■ Exercise details ■
Rewrite the lines below with "box coordinates" changed to "bounding box coordinates" everywhere it occurs, keeping every other character the same.
================
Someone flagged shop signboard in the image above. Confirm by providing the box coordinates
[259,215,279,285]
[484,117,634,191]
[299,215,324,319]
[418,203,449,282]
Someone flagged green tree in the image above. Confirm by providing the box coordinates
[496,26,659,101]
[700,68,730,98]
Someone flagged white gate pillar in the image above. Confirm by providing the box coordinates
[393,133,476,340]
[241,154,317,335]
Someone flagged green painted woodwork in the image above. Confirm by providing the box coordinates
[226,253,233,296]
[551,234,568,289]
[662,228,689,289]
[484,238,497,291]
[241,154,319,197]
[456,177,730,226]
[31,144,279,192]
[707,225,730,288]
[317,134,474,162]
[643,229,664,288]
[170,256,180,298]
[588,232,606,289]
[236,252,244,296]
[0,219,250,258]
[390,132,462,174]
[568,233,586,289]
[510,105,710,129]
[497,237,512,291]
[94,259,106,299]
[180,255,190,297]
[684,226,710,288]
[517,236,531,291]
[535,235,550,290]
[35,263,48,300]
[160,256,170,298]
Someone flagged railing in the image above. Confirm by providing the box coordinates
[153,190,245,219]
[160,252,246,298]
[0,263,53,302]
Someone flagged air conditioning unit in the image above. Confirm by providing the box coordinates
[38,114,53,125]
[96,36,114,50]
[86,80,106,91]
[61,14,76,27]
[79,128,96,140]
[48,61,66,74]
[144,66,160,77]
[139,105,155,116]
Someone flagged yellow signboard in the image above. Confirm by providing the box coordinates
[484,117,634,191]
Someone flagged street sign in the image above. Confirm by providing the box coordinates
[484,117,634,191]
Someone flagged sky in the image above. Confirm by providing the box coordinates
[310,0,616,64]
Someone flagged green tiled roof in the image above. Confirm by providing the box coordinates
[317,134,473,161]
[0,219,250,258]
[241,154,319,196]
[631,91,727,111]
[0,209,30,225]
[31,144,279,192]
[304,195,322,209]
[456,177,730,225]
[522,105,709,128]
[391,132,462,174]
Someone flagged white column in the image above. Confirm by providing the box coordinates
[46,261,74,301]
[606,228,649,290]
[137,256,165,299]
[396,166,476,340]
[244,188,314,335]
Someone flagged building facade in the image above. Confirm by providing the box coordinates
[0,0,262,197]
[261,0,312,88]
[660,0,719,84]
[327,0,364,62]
================
■ Result of this task ■
Someone flagged shop signboard in the image above. Confirm by providing the bounding box coordinates
[259,215,279,285]
[484,117,634,191]
[299,215,324,319]
[418,203,449,282]
Someone flagged green tree in the image above. Confirm by providing the bounding box coordinates
[496,26,659,101]
[700,68,730,98]
Someone flagged white gate pillar in the image above. Confirm by providing the bounding box coordinates
[393,133,476,340]
[241,154,317,335]
Someone flagged green painted woodwork in the image above. Confirm by providing the bounding box coordinates
[226,253,233,296]
[551,234,568,289]
[662,228,689,289]
[484,238,497,291]
[241,154,319,197]
[456,177,730,226]
[31,144,279,192]
[707,225,730,288]
[317,134,474,162]
[643,229,664,288]
[170,256,180,298]
[588,232,606,289]
[236,252,244,296]
[0,219,250,258]
[390,132,462,174]
[568,233,586,289]
[510,105,710,129]
[497,237,512,291]
[94,259,106,299]
[180,255,190,297]
[684,226,710,288]
[517,236,531,291]
[535,235,550,290]
[35,263,48,300]
[160,256,170,298]
Someone flagged railing in the image above. Confirm by providing the bounding box coordinates
[153,190,245,219]
[160,252,246,298]
[0,263,53,302]
Someone flagged air conditioning unit in the image above. Confirm by providing the bounding box coordinates
[38,114,53,125]
[96,36,114,50]
[86,80,106,91]
[61,14,76,27]
[79,128,96,140]
[48,61,66,74]
[144,66,160,77]
[139,105,155,116]
Someone flagged yellow signboard in the image above. Confirm by providing the bounding box coordinates
[484,117,634,191]
Someone flagged street sign in the image above. Confirm by providing the bounding box coordinates
[484,117,634,191]
Someone flagged sky in the image above. Confirm by providing the bounding box coordinates
[310,0,616,64]
Someone flagged green tiled roof in the image above. Confirm by providing the bounding box coordinates
[317,134,473,161]
[0,219,250,258]
[241,154,319,196]
[631,91,727,111]
[0,209,30,225]
[31,144,279,192]
[304,195,322,209]
[456,177,730,225]
[522,105,709,128]
[391,132,462,174]
Someone flagged white column in the image above. Confirm by providing the bounding box coordinates
[46,261,74,301]
[606,228,649,290]
[137,256,165,299]
[396,166,476,340]
[244,188,314,335]
Someone flagged building facade in the image above. Confirm by providing the bounding box coordinates
[0,0,262,197]
[261,0,312,88]
[660,0,719,84]
[327,0,364,62]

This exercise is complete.